**Task to complete**
State how many lines in the items below contain the word "fluted". Reply with the number alone.
┄┄┄┄┄┄┄┄┄┄
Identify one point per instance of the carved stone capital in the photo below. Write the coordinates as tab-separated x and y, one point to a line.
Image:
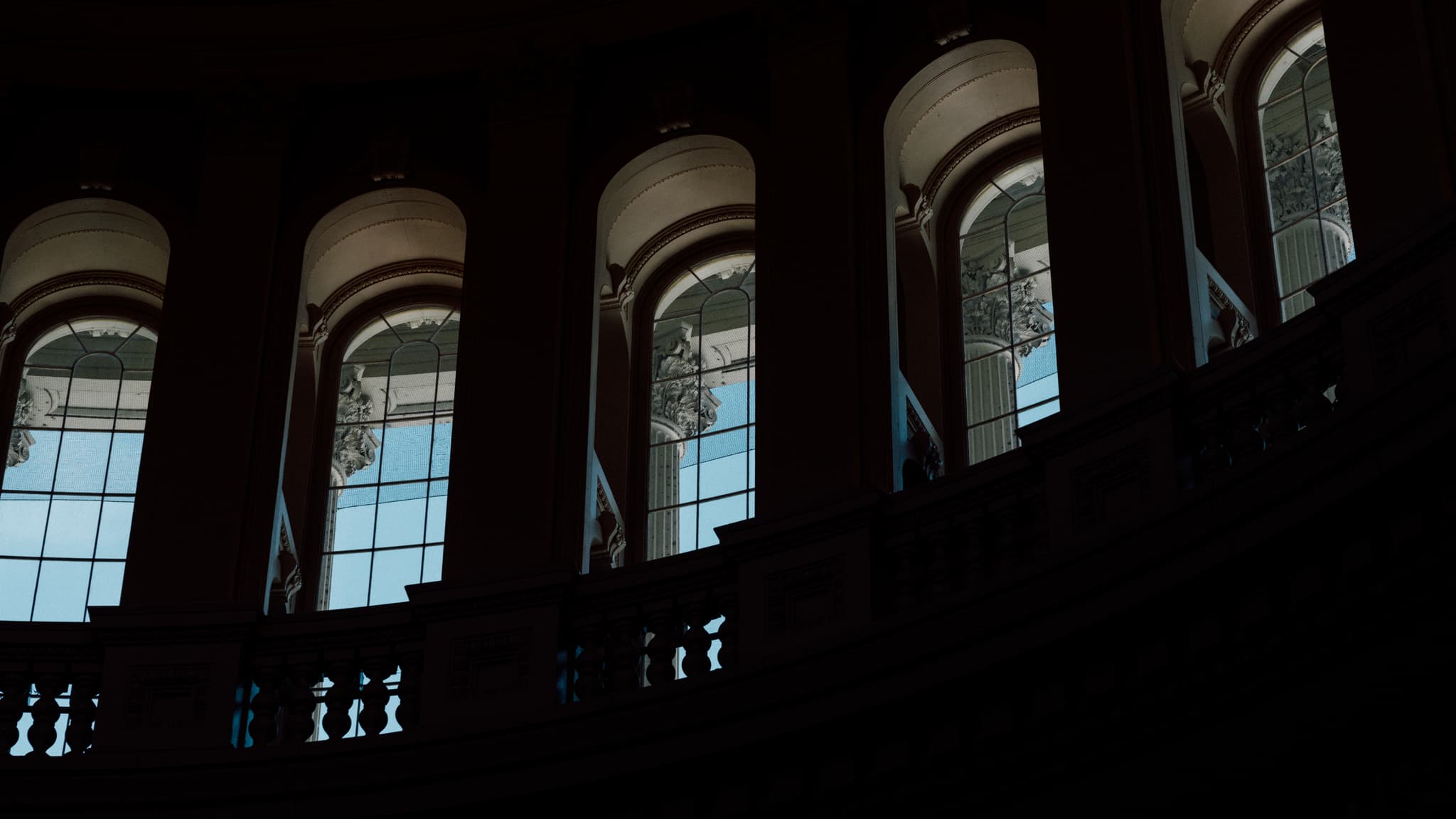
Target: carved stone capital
1004	315
682	401
354	446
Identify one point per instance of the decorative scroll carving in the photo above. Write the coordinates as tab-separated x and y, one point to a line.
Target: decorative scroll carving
354	445
1242	331
21	441
682	401
1005	315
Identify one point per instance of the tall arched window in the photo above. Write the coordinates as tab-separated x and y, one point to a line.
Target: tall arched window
1310	216
70	474
390	462
701	465
1007	319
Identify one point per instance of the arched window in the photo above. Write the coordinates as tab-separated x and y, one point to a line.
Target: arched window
1310	216
70	474
389	474
701	464
1010	352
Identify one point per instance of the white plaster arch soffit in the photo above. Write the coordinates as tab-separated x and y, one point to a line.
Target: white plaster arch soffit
670	197
365	248
1224	36
967	104
86	247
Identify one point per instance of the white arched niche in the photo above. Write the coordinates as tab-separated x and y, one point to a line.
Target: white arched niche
1219	37
670	197
378	242
89	247
964	107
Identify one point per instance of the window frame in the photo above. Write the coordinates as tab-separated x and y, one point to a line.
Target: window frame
1251	149
48	318
641	373
326	410
948	287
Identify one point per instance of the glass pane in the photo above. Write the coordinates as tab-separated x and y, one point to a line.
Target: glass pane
1292	191
1329	171
16	588
733	408
401	516
140	352
434	564
132	408
1028	235
663	461
990	387
683	299
440	449
62	592
675	410
126	461
724	464
115	530
82	465
1320	102
72	528
22	523
444	385
986	321
718	513
354	519
37	473
412	379
348	580
107	583
1299	255
436	512
1283	129
92	401
1039	375
1340	242
405	455
992	439
393	570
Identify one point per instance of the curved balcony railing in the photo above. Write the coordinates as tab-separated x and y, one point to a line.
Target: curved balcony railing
774	594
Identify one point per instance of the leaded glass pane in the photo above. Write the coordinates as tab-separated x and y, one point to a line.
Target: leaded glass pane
72	469
390	478
702	405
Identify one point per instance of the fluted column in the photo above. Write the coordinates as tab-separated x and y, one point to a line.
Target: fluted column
661	488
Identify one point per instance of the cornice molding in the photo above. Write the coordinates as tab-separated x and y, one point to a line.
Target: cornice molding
1231	47
963	151
673	232
379	276
86	279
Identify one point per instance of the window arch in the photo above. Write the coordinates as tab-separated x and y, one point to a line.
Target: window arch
1010	352
1303	172
70	476
389	469
702	397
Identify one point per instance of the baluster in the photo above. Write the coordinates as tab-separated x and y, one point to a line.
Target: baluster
14	692
661	651
696	641
44	712
589	663
340	697
729	630
375	695
625	653
264	729
83	713
299	705
410	685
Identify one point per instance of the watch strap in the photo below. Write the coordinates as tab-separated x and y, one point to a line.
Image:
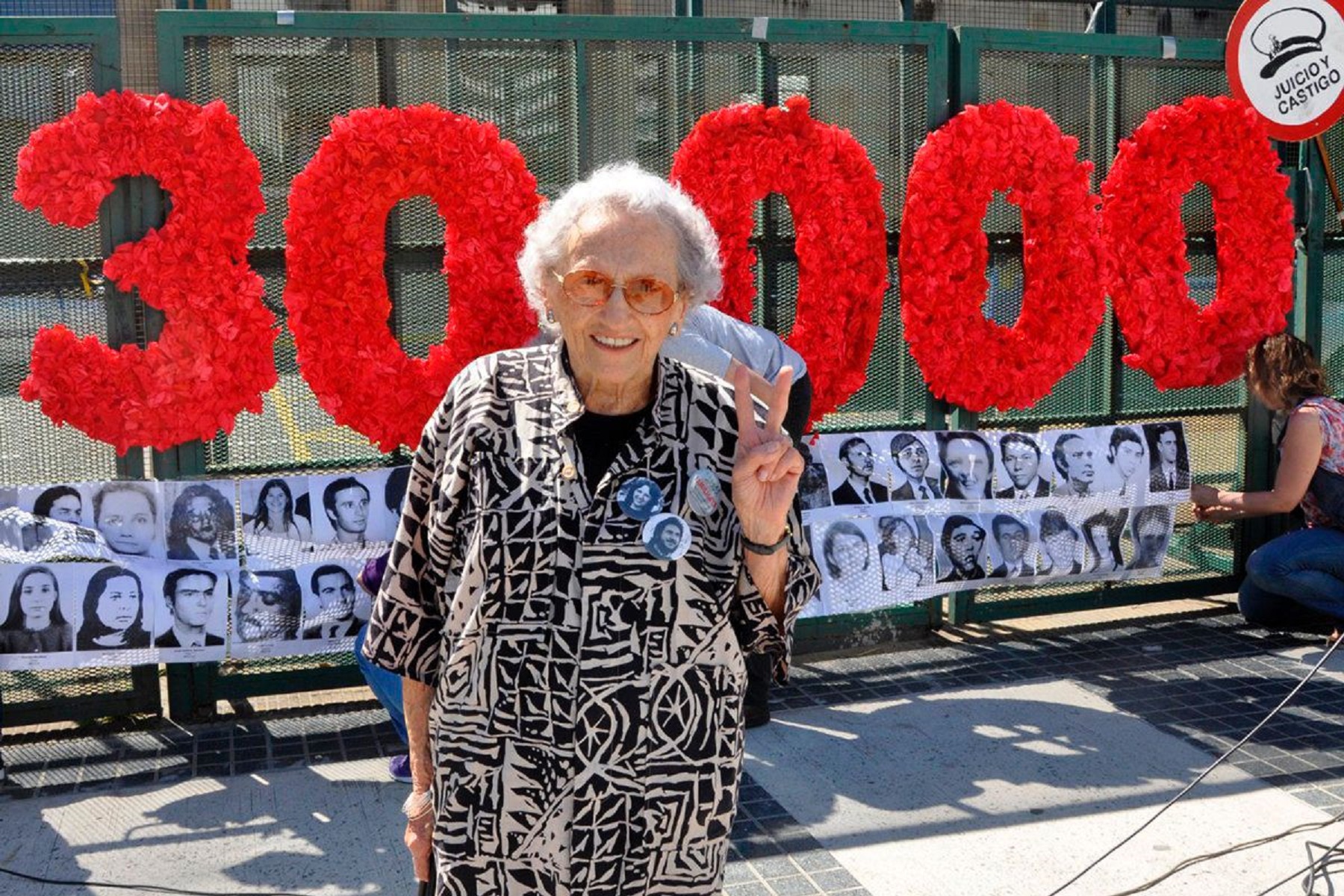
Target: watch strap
756	547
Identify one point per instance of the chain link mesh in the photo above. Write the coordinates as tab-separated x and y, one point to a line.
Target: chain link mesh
1101	390
45	285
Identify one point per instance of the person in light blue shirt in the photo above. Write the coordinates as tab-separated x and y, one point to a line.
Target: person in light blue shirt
719	343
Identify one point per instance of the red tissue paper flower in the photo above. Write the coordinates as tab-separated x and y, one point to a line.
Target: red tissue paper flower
965	358
335	289
1219	141
735	156
214	356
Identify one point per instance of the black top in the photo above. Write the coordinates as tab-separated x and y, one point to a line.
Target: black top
600	438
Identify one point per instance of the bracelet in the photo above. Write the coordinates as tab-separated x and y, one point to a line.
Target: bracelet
766	550
418	803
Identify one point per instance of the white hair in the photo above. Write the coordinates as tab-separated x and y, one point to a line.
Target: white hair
629	188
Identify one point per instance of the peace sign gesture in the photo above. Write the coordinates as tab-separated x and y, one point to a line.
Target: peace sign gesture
766	469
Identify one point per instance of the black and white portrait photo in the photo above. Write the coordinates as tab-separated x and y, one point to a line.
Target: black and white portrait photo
268	609
1019	473
127	514
914	477
60	516
667	536
195	608
968	465
1061	544
1015	547
331	601
37	617
905	554
962	551
1102	534
1074	458
850	567
351	509
858	464
201	521
277	508
1125	464
1169	467
116	612
1151	531
813	488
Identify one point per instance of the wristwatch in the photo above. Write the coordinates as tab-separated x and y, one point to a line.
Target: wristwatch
756	547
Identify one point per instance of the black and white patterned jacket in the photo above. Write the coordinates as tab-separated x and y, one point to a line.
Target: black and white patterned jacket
586	716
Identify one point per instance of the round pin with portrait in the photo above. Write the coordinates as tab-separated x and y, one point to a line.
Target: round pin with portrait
705	494
640	497
667	536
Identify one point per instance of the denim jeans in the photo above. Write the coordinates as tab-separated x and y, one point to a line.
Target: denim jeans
386	685
1296	581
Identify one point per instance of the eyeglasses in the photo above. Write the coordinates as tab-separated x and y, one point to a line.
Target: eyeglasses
591	287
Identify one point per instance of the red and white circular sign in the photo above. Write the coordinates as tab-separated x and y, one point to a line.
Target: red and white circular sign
1287	60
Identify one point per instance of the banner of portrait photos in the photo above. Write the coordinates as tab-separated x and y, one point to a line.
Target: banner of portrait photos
898	517
128	573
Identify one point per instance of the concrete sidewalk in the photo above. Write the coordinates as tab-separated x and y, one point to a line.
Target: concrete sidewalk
1001	763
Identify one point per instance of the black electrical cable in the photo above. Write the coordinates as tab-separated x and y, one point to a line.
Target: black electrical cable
1312	867
1203	774
1238	848
144	889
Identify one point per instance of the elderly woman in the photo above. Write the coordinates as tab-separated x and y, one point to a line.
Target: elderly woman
573	702
1296	579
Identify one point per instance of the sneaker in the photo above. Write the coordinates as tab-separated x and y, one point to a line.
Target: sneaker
399	768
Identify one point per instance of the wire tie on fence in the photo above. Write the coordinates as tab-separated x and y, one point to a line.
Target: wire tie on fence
84	279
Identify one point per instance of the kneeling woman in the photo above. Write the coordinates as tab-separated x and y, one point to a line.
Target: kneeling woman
1297	578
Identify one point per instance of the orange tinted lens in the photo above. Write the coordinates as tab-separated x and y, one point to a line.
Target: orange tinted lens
648	294
588	287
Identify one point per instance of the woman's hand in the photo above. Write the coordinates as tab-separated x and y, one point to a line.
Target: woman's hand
420	836
1216	514
1204	496
766	470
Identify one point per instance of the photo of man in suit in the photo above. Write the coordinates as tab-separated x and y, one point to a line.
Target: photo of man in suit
1125	455
964	543
1151	531
968	465
1169	470
190	595
858	488
1014	541
1021	467
912	458
202	526
1074	458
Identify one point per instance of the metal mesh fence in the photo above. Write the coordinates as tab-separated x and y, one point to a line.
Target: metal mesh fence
1332	320
43	284
1100	101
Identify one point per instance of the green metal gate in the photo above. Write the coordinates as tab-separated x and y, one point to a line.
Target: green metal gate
1100	87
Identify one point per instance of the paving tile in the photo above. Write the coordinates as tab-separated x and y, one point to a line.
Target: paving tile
836	879
776	867
797	886
746	889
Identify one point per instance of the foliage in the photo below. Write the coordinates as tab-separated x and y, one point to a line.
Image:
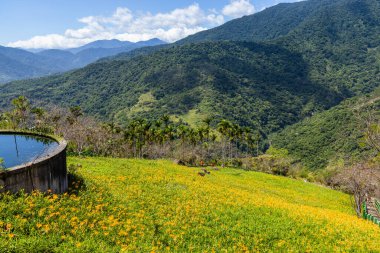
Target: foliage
136	205
18	64
362	181
338	133
261	86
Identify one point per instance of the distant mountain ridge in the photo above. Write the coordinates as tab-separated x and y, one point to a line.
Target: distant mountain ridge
22	64
265	71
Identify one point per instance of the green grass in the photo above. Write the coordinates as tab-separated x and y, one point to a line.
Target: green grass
143	206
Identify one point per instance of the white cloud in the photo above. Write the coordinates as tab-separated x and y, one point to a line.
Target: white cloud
238	8
124	24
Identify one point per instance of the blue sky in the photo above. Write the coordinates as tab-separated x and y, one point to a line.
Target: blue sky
69	23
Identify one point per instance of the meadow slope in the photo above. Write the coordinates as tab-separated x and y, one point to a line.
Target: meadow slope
156	206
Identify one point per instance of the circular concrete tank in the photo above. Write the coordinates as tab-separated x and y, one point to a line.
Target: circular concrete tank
47	172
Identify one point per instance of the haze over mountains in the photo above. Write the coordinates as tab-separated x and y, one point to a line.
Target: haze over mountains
266	71
22	64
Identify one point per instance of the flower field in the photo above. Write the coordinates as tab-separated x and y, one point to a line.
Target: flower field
120	205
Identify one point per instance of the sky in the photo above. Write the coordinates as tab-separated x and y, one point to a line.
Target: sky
72	23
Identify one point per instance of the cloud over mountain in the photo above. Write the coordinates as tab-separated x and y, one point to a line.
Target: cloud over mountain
125	24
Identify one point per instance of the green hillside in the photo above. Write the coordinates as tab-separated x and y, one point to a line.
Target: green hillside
333	136
262	86
156	206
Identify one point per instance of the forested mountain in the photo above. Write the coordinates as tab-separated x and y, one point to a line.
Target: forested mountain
311	55
262	86
21	64
333	136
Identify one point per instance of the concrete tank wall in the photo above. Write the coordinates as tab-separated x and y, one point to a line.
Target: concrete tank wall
46	173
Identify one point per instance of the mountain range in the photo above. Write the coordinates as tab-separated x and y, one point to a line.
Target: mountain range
22	64
284	65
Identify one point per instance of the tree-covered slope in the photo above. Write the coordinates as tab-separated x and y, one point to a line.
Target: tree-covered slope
330	51
256	85
333	136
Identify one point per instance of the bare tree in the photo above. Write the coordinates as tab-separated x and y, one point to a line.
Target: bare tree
362	181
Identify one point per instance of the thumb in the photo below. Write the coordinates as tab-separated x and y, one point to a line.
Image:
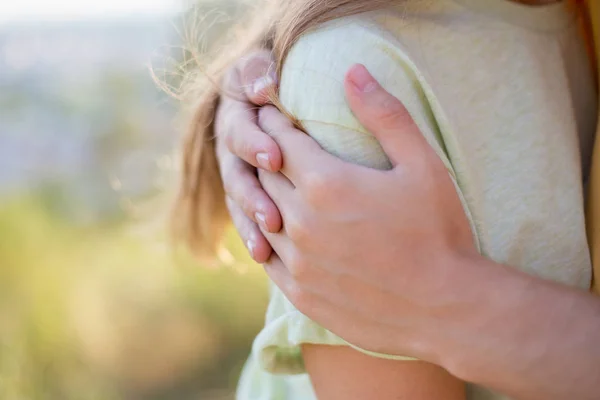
┄┄┄┄┄┄┄┄┄┄
**Problem solution**
2